- **Problem requirements**
Rewrite every row below, replacing "corners" with "vertices" wherever it occurs and leaving everything else unchanged.

- **Stored rows**
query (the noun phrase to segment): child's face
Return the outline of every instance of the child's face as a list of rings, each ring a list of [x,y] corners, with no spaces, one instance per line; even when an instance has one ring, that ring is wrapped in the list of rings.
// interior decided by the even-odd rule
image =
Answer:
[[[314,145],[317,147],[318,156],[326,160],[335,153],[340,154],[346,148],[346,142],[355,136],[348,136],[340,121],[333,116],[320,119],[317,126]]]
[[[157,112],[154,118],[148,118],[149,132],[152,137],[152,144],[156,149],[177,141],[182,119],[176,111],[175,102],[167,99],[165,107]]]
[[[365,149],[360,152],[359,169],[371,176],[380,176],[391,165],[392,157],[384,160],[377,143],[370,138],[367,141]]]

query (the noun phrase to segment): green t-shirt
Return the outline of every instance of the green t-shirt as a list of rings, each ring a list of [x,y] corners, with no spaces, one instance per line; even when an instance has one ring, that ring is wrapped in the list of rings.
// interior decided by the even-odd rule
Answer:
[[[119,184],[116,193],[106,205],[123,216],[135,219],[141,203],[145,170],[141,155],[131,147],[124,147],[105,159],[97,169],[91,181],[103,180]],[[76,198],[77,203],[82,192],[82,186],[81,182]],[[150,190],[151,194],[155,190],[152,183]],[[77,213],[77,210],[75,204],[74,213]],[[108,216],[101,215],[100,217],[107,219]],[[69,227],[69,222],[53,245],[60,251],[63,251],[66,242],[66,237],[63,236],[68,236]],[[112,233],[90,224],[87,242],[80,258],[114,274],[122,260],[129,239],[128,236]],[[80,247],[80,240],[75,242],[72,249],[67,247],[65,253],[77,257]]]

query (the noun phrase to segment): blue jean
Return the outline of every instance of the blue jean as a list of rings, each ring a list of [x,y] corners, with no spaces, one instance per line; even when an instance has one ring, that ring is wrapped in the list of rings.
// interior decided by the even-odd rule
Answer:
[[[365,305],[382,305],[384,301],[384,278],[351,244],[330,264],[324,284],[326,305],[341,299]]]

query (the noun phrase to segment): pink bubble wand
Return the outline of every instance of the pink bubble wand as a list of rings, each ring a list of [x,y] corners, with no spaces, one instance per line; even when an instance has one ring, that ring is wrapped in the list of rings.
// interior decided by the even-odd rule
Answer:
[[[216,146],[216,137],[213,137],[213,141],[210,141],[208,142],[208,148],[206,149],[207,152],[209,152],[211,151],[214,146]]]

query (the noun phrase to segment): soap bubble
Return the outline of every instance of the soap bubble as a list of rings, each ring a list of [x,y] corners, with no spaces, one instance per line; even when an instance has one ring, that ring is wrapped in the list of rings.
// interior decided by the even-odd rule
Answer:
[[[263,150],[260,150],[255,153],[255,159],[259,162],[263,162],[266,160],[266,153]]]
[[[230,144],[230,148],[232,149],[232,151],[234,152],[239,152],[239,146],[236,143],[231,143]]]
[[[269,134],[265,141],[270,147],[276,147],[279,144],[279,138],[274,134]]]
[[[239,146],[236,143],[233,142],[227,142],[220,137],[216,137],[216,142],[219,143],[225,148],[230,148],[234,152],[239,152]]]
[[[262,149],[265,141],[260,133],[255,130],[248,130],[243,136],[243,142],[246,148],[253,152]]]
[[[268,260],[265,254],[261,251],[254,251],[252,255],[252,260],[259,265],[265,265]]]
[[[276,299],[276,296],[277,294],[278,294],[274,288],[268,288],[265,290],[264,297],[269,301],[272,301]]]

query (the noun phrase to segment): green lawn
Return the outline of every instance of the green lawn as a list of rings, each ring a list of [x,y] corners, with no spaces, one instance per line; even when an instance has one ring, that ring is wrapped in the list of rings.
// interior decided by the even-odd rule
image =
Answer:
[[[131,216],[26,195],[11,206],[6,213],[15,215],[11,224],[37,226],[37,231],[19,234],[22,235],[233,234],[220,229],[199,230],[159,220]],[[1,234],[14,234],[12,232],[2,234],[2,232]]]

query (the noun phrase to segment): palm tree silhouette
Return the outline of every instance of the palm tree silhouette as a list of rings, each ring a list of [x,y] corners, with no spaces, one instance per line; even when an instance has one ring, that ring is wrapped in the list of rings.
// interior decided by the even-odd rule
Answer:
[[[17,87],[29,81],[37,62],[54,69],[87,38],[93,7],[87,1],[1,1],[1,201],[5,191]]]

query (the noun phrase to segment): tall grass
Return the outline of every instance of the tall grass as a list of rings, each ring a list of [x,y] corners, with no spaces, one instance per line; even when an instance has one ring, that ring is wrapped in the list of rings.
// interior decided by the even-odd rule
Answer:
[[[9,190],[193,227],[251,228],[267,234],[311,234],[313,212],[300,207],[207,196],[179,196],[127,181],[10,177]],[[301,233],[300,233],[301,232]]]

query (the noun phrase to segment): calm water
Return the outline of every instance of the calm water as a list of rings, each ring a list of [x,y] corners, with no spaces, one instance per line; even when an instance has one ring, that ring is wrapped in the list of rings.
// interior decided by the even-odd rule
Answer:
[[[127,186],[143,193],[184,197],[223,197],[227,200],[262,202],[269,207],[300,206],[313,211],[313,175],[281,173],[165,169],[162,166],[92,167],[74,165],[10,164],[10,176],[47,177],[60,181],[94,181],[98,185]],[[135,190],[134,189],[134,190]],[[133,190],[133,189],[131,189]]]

- **Exercise result**
query (the noun phrase to segment): child's face
Return the outline of every instance of the child's face as a list of rings, each ring a list of [x,y] vertices, with no spaces, one instance per line; even when an instance has one ring, that ring is wrapped in the list of rings.
// interior decided by the even-odd rule
image =
Answer:
[[[314,145],[317,147],[318,156],[326,160],[335,153],[340,154],[346,148],[346,142],[355,136],[348,136],[340,121],[333,116],[320,119],[317,126]]]
[[[157,112],[154,118],[148,118],[149,132],[152,137],[152,144],[156,149],[177,141],[182,119],[176,111],[175,102],[167,99],[165,107]]]
[[[365,149],[360,152],[359,169],[371,176],[380,176],[391,165],[392,157],[384,160],[377,143],[370,138],[367,141]]]

query (the noun phrase to segment): green t-shirt
Return the outline of every instance of the green t-shirt as a list of rings, each ring a list of [x,y] vertices, with no spaces, one instance per line; even when an instance has one ring, that ring is wrapped in the list of rings.
// interior decided by the even-odd rule
Answer:
[[[119,184],[116,193],[106,205],[123,216],[135,219],[141,203],[145,170],[141,155],[131,147],[124,147],[105,159],[97,169],[91,181],[103,180]],[[76,198],[77,203],[82,192],[82,186],[81,182]],[[150,190],[151,194],[155,190],[152,183]],[[77,213],[77,210],[75,204],[74,213]],[[108,216],[101,215],[100,217],[107,219]],[[69,227],[69,222],[53,245],[60,251],[63,251],[66,242],[66,237],[63,236],[68,236]],[[112,233],[90,224],[87,242],[80,258],[114,274],[122,260],[129,239],[128,236]],[[80,247],[80,240],[75,242],[72,249],[67,247],[65,253],[77,257]]]

query (the noun phrase to segment): blue jean
Return the outline of every instance of the blue jean as a list of rings, each ring a list of [x,y] vertices, with no spaces, one instance per line; even when an instance has one ring, that ring is wrapped in the list of rings.
// interior decided by the even-odd rule
Answer:
[[[365,305],[382,305],[384,301],[384,278],[351,244],[330,264],[324,284],[326,305],[341,299]]]

query (the noun phrase to segment): pink bubble wand
Return the outline of every instance of the pink bubble wand as a list of rings, each ring a list of [x,y] vertices, with no spaces, one instance per line; even when an instance has one ring, that ring is wrapped in the list of rings.
// interior decided by the even-odd rule
Answer:
[[[216,146],[216,137],[213,137],[213,141],[210,141],[208,142],[208,148],[206,149],[207,152],[209,152],[211,151],[214,146]]]

query (the noun phrase to segment): soap bubble
Return the outline of every instance of the soap bubble as a list of rings, each ring a list of [x,y] vertices, with no spaces, one instance per line; even when an instance has one ring, that ring is wrapped in the list of rings.
// interior decided by the even-odd rule
Answer:
[[[263,150],[260,150],[255,153],[255,159],[259,162],[263,162],[266,160],[266,153]]]
[[[230,144],[230,148],[232,149],[232,151],[234,152],[239,152],[239,146],[236,143],[231,143]]]
[[[269,134],[265,141],[270,147],[276,147],[279,144],[279,138],[274,134]]]
[[[239,146],[236,143],[233,142],[227,142],[220,137],[216,137],[216,142],[219,143],[225,148],[230,148],[234,152],[239,152]]]
[[[262,149],[265,141],[260,133],[255,130],[248,130],[243,136],[243,142],[246,148],[253,152]]]
[[[268,260],[265,254],[261,251],[254,251],[252,255],[252,260],[259,265],[265,265]]]
[[[276,299],[276,296],[277,294],[278,294],[274,288],[268,288],[265,290],[264,297],[269,301],[272,301]]]

query (the noun phrase to segment): green lawn
Return the outline of every instance of the green lawn as a list of rings, each ring a list of [x,y] vertices, with no spaces, one instance per line; even when an instance has one ring, that ring is wrapped in the list of rings.
// interior decided by the even-odd rule
image =
Answer:
[[[131,216],[26,195],[11,206],[6,213],[15,215],[11,224],[37,226],[37,231],[19,234],[22,235],[233,234],[220,229],[199,230],[159,220]],[[1,234],[14,234],[12,232],[2,234],[2,232]]]

query (the noun phrase to segment): palm tree silhouette
Return the outline of every instance of the palm tree silhouette as a list of rings, each ring a list of [x,y] vertices, with no spaces, one instance per line; even when an instance has one ring, that ring is wrapped in the list of rings.
// interior decided by the even-odd rule
Answer:
[[[17,87],[29,81],[37,62],[54,69],[87,38],[93,7],[87,1],[1,1],[1,201],[5,191]]]

query (the noun phrase to segment): tall grass
Return the outline of every instance of the tall grass as a list of rings, each ring a list of [x,y] vertices, with no spaces, one instance per line; even when an instance has one ring, that ring is wrapped in the list of rings.
// interior decided by the even-odd rule
Answer:
[[[9,190],[193,227],[251,228],[267,234],[311,234],[313,212],[300,207],[207,196],[179,196],[127,181],[10,177]],[[301,233],[300,233],[301,232]]]

query (the noun phrase to segment): calm water
Return the outline of every instance of the calm water as a list of rings, each ring a list of [x,y] vertices, with no spaces, one instance per line; even when an instance has one ring, that ring is wrapped in the list of rings.
// interior decided by the even-odd rule
Answer:
[[[127,186],[143,193],[184,197],[223,197],[227,200],[262,202],[269,207],[300,206],[313,211],[313,175],[281,173],[165,169],[162,166],[92,167],[74,165],[10,164],[10,176],[47,177],[60,181],[94,181],[98,185]],[[135,190],[134,189],[134,190]],[[133,190],[133,189],[131,189]]]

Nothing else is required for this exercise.